Stated exercise: Every entry needs to be printed exactly, please.

%%

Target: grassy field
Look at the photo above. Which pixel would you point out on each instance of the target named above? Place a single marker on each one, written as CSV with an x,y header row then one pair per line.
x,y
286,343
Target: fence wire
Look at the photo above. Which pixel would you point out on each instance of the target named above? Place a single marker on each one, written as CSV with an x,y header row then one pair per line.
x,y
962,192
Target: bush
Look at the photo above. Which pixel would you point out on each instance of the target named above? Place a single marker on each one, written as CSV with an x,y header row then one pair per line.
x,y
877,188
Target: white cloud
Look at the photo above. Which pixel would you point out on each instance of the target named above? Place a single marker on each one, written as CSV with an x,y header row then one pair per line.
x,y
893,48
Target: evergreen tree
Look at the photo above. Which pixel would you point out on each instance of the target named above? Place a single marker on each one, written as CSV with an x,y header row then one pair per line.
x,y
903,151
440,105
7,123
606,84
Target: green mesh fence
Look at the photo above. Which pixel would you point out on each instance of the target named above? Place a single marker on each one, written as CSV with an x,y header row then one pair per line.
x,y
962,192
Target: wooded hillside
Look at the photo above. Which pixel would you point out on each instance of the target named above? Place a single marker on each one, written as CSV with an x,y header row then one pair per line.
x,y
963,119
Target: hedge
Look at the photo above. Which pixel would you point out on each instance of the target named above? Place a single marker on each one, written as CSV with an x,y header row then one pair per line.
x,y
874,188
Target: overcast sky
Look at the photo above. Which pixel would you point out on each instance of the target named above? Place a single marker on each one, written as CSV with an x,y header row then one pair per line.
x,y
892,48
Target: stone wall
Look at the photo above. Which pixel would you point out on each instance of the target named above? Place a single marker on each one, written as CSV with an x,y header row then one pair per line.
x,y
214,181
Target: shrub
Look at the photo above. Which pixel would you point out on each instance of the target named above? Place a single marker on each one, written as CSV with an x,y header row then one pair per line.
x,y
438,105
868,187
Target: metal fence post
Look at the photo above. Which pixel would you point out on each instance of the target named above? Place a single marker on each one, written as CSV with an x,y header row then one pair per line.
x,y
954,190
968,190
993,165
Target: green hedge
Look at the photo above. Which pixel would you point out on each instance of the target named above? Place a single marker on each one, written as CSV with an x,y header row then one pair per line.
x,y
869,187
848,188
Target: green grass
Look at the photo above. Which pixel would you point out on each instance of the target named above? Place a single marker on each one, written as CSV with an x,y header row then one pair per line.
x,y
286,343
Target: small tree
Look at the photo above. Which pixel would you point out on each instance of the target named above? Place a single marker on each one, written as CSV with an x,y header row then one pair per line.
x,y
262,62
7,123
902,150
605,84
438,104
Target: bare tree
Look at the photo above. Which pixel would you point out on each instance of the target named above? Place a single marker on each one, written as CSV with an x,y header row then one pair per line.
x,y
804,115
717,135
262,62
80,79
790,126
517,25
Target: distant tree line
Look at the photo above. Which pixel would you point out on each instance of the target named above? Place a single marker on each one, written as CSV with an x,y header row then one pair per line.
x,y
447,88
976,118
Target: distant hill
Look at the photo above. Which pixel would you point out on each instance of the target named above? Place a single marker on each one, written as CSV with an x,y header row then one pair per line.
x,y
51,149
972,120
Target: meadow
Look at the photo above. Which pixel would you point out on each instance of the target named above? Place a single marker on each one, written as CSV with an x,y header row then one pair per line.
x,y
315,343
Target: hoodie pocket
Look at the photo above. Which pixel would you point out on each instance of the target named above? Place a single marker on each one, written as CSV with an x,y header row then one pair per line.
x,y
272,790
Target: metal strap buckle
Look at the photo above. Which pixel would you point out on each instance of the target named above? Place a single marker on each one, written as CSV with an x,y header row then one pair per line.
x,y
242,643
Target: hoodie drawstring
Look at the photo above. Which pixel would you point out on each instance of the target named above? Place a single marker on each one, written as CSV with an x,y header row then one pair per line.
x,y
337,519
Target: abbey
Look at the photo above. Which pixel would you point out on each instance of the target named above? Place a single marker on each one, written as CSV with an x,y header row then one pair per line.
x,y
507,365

%%

Reply:
Target: grassy field
Look at the photo above. Which pixel would you point out on each instance of the target named above? Place a single marker on each one, written as CSV with an x,y header row then one pair per line.
x,y
286,343
Target: fence wire
Look at the photo above. Which pixel would you point out on each instance of the target named above? Place a single marker on each one, written as CSV with an x,y header row then one pair per line.
x,y
962,192
Target: bush
Look at the photo above. Which pixel would you point out on each instance of the target named above? Place a single marker on each one, written as CSV with an x,y header row then one pair per line.
x,y
877,188
Target: white cloud
Look at the photo above. Which pixel would you point out on each instance of the target named above? Place a single marker on each one, written as CSV with an x,y header row then one pair per line.
x,y
893,48
Target: evergreen tree
Look at the photo above. Which pixel would you point out on each instance of the target named above? Place a single marker on each one, written as CSV with an x,y header row then one pair per line.
x,y
903,151
440,105
7,123
606,84
Target: green mesh fence
Look at the photo above. Which pixel would you point out on each instance of the target named above? Place a single marker on each one, written as CSV with an x,y header row then one pair per line.
x,y
962,192
Target: wooded hillside
Look at the photo above. Which pixel would you point out on each instance of the target named above? Place a single marker on each one, written as CSV with an x,y header row then one pair per line.
x,y
963,119
Target: hedge
Look at the photo above. Which pixel would you point out on each instance of the target named above? Place a single marker on each one, written as CSV with an x,y header row then one pair per line.
x,y
874,188
Target: overcast sky
Look at the photo above. Which pixel would you point out on each instance of the target named above? Place a single marker on each one, written as CSV with an x,y header row then one pair per line.
x,y
892,48
Target: stone wall
Look at the photo above. Which pixel would you point out on each instance of the target named above? Place a single marker on each one, written as CSV with an x,y header row then one pair per line.
x,y
214,181
Target: shrub
Look at the photo above. Which pixel would you point out on each instance of the target named above? Place a single marker on each one, written as CSV with an x,y header row then one pair per line.
x,y
438,105
868,187
Target: metal fence post
Look at the photo above. Which pixel would you point out on each instance of the target named above? Place a single marker on each one, written as CSV with an x,y header row then one pair per line.
x,y
954,190
968,190
993,165
Target: green hedge
Look at the photo above. Which pixel would you point out on each instance of the target named above? Place a single marker on each one, written as CSV with an x,y header row then one pair per line.
x,y
869,187
848,188
Target: green grass
Look at the photo above. Which pixel would you point out on each instance of the target named above? Place a single marker on each one, written as CSV with an x,y header row then one pair per line.
x,y
286,343
Target: small tree
Look at the photo above. Which pixel would you point out on each instance of the target named above? Place a single marker on each one, written as CSV with an x,y header row then one pair per line.
x,y
262,62
7,123
902,150
605,84
438,104
Target: bare tree
Look at the photo above. Which pixel would you point out on each instance of the target named above? Place a single marker on each one, written as CSV with an x,y header row then one pair per line.
x,y
804,115
717,135
262,62
80,79
790,126
517,25
Target: distant tree line
Look at the photo above. Which pixel would you point out on each instance of the target named above? Place a single marker on each one, written as CSV with an x,y header row then one pair per line.
x,y
447,88
976,118
Target: distant hill
Look at the photo above. Which pixel would you point out on each instance of the target named above? Place a single marker on each one, written as CSV with an x,y header row then one pair per line.
x,y
51,149
972,120
Target: meadow
Look at the photo above. Which pixel would you point out on each instance of the target named above? Place a single marker on each one, written as CSV with an x,y header row then one pair per line.
x,y
315,343
Target: hoodie pocket
Look at the photo above. Which pixel would you point out on each instance of the target named above? Place a single marker on each one, written as CSV with an x,y header row then one pair per line.
x,y
272,790
Target: metal strap buckle
Look at the photo above. Which pixel would you point out on each instance of the target named above? Place a single marker on each one, written as CSV with an x,y header row then one pair per line.
x,y
242,643
Target: hoodie drawstring
Look at the photo above. Which pixel would you point out on each instance of the target named above? Place a single marker on each one, written as CSV with an x,y header row then one pair per line.
x,y
337,519
Target: abbey
Look at the photo above. Which pixel would you point out on each instance of the target named above? Place a single marker on each one, written as CSV with an x,y header row then one pair per line.
x,y
507,365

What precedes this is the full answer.